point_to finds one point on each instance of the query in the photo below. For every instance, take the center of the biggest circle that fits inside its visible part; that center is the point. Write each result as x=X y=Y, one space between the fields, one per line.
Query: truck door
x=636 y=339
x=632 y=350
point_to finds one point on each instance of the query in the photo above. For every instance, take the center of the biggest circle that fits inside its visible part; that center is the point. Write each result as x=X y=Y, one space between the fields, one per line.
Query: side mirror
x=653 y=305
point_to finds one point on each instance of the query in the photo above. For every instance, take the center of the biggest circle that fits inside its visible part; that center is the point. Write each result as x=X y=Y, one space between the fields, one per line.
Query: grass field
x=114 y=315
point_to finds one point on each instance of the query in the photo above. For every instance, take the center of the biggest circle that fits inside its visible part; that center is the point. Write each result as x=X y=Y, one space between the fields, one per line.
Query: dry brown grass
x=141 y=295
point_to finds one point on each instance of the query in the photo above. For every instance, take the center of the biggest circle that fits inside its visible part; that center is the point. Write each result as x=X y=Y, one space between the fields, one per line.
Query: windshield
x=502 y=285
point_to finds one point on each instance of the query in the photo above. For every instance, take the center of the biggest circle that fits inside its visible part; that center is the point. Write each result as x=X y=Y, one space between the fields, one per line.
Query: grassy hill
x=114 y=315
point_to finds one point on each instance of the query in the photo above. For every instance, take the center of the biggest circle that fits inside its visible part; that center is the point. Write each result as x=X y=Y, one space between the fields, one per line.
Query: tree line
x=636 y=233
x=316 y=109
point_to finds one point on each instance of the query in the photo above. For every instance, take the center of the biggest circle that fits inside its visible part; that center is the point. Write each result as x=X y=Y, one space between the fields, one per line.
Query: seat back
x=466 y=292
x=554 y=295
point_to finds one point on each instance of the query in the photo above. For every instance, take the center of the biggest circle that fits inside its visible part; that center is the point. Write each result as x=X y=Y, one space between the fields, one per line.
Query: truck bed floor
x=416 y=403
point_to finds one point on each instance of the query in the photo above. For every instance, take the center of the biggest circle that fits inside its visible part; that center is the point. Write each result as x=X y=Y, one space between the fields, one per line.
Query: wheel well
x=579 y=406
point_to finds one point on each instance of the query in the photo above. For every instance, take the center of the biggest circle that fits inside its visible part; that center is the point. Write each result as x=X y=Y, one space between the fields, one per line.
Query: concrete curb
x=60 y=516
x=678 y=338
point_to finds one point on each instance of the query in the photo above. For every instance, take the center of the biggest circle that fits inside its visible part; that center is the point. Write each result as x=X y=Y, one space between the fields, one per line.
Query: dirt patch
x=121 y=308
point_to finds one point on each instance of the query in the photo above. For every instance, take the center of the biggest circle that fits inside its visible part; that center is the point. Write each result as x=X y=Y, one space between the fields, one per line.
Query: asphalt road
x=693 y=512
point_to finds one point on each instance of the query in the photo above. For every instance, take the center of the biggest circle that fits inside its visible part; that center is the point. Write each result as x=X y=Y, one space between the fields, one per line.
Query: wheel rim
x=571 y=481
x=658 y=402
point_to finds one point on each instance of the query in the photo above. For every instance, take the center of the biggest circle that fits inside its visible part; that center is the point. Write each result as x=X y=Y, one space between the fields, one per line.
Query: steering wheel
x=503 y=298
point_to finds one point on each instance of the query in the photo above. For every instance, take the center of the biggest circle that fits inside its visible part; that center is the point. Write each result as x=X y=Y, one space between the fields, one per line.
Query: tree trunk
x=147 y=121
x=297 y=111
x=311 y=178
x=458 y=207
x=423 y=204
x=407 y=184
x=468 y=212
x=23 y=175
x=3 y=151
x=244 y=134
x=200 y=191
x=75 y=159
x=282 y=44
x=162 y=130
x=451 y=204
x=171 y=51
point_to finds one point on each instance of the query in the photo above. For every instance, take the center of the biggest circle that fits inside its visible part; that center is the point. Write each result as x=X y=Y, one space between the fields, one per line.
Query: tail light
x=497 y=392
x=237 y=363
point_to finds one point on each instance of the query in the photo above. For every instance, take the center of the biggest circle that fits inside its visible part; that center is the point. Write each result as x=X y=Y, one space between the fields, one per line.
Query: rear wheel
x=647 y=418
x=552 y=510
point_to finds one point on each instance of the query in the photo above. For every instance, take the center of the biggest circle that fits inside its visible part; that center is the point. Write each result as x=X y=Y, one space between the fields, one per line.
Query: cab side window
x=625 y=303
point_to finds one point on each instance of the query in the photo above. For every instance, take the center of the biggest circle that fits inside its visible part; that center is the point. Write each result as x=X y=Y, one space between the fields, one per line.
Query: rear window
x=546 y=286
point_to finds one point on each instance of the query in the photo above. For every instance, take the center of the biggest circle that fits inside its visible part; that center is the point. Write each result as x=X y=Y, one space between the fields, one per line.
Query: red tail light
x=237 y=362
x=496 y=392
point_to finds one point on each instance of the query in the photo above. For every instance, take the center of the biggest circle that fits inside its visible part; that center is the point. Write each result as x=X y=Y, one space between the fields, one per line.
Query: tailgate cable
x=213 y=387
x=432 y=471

+===+

* **STATED PROBLEM**
Please retype all of the entries above word for word, changing nothing.

* **ANSWER IN FULL**
point_to finds one point on each instance of the query in the photo below. For every instance, take the center of the biggest circle that fits inside its visible part; that center is the point. Write each result as x=X y=Y, one space between the fields, one per line.
Query: truck door
x=636 y=339
x=632 y=350
point_to finds one point on each instance of the query in the photo above. For every instance, take the center of the biggest circle that fits inside its visible part; that center is the point. Write each result as x=X y=Y, one space between the fields, one per line.
Query: side mirror
x=653 y=305
point_to finds one point on each instance of the query in the photo above. For every instance, take the center of the biggest circle that fits inside its visible part; that center is the point. Write each result as x=X y=Y, one space between the fields, one per line.
Query: grass field
x=114 y=315
point_to finds one point on each instance of the query in the photo above. For every instance, take the center of the biggest circle that fits inside its visible part; that center is the point. Write each result as x=X y=Y, one space between the fields, one per line.
Query: dry brown grass
x=141 y=295
point_to finds one point on each instance of the query in the photo above. For every instance, take the center of the biggest circle that fits inside its visible part; that center is the point. Write each result as x=X y=Y, one space between the fields, one per line.
Query: windshield
x=502 y=285
point_to finds one point on each instance of the query in the photo above. For every instance, take the center of the biggest circle that fits inside its visible part; that center is the point. Write each result as x=X y=Y, one space between the fields, one per line.
Query: grassy hill
x=114 y=315
point_to finds one point on each instance of the query in the photo above. For every instance, take the center of the biggest circle that fits inside its visible part; that center is the point. Write each result as x=X y=Y, one space between the fields, one per line.
Query: tree line
x=636 y=233
x=316 y=109
point_to finds one point on each instance of the query in the photo above. For every instance, take the center of the biggest circle that fits inside its visible part; that center is the point. Write each result as x=X y=Y, one space between the fields, one per line.
Query: seat back
x=466 y=292
x=554 y=295
point_to finds one point on each instance of the query in the photo above. For every instance, take the center of the biggest circle that fits inside its visible part; that center is the point. Write each result as x=X y=Y, one space between the fields, one per line.
Query: truck bed floor
x=416 y=403
point_to finds one point on each instance of the query in the photo above. For every instance, take the center of the biggest circle that fits inside its visible part; that center is the point. Write each result as x=X y=Y, one space between the fields, one per line.
Query: wheel well
x=579 y=406
point_to finds one point on each instance of the query in the photo above. For every instance, take the center of the biggest circle that fits inside its visible part; that center is the point. Write each result as x=X y=Y, one space between the fields, one per line.
Query: concrete curb
x=60 y=516
x=678 y=338
point_to finds one point on each instance of the query in the photo above. For every instance, take the center of the biggest circle that fits inside its visible part; that center is the point. Write each result as x=X y=Y, one space between the fields, one per line.
Query: dirt patch
x=121 y=308
point_to finds one point on each instance of the query in the photo above. For every instance, take the center of the biggest circle that fits inside its visible part; that center is the point. Write each result as x=X y=Y, one space between the fields, one per line.
Query: asphalt road
x=693 y=512
point_to finds one point on each instance of the query in the photo above. For every instance, take the center of the biggest circle that fits inside its visible part; that center is the point. Write each result as x=X y=Y, one space between the fields, one per line.
Query: wheel rim
x=571 y=481
x=658 y=402
point_to finds one point on each instance of the query in the photo above. For every instance, take the center of the biggest circle that fits inside its visible part; that center is the point. Write each result as x=X y=Y, one space between the fields, one per line.
Query: steering wheel
x=503 y=298
point_to finds one point on each instance of the query in the photo above. For every instance, take the center of the biggest circle that fits inside its visible part; that center is the point. Write each result as x=X y=Y, one space between the fields, one per line.
Query: tree trunk
x=147 y=121
x=297 y=111
x=311 y=178
x=458 y=207
x=423 y=204
x=407 y=184
x=468 y=212
x=23 y=175
x=3 y=151
x=244 y=134
x=200 y=191
x=75 y=159
x=282 y=44
x=162 y=130
x=451 y=204
x=171 y=51
point_to finds one point on each instance of the query in the photo above. For every instance, take the center of the biggest circle that fits inside its visible part; that center is the point. Write each result as x=X y=Y, one space between the fields, one per line.
Query: tail light
x=497 y=392
x=237 y=363
point_to finds one point on each instance of the query in the photo above. For every instance, take the center of the biggest circle that fits inside its visible part; that center is the point. Write each result as x=X y=Y, one space between the fields, one per line.
Query: rear wheel
x=647 y=418
x=552 y=510
point_to finds one point on each instance of the query in the photo above. For every instance, take the center of the biggest circle that fits inside its visible part; that center is the point. Write each result as x=X y=Y, one space between the fields, one per line.
Query: cab side window
x=625 y=303
point_to finds one point on each instance of the query in the photo above. For every instance, take the center of the biggest circle that fits inside its visible part; that center is the point. Write each result as x=X y=Y, one space between the fields, one per line.
Query: rear window
x=546 y=286
point_to finds one point on each instance of the query in the photo above. For every instance, take the center of the biggest circle that fits inside its visible part; that center is the point. Write each result as x=X y=Y, one space between the fields, one per line.
Query: red tail light
x=237 y=362
x=496 y=392
point_to finds one point on each instance of the query in the photo above. For every instance, take the center of the biggest circle that fits inside its visible part; that center is the point. Write each result as x=X y=Y, one space between the fields, one per line.
Query: tailgate cable
x=213 y=387
x=432 y=471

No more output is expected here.